## Stored records
----------

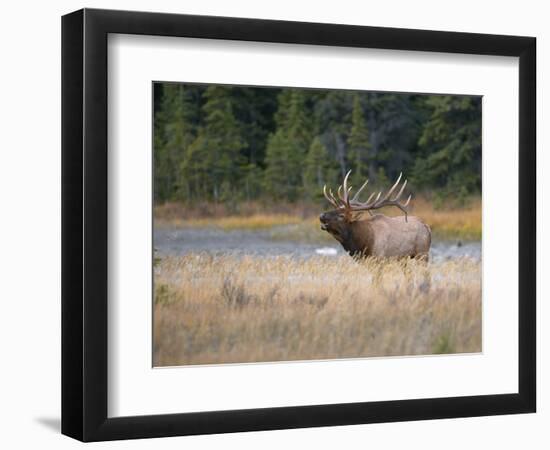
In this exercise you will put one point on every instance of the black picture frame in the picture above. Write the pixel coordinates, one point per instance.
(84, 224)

----------

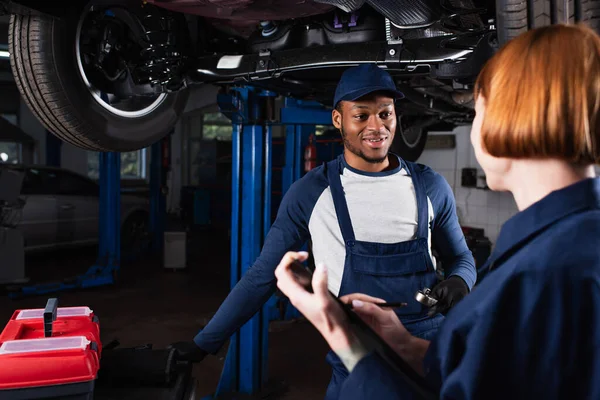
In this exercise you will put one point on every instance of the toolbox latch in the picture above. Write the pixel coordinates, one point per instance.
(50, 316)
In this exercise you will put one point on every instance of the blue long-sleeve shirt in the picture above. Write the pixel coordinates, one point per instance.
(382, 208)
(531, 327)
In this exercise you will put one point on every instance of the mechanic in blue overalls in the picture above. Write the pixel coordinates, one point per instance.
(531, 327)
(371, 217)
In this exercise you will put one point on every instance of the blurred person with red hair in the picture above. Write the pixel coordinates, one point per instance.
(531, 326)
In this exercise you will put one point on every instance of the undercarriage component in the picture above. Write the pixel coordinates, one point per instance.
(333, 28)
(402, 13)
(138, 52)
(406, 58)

----------

Identify each line of the listing above that contains the string "blue", and copy those lines in full. Treat uppercase and lowercase letters as different.

## The answer
In this exercise you will put one point on every instance of the blue long-sleeve shirt in the picture above. Write the pixel coordinates, one point per instance.
In this exercise you will put one point on every instance of the mechanic in blue overalls in the picture above. Write the pixel coordinates, one point per instance.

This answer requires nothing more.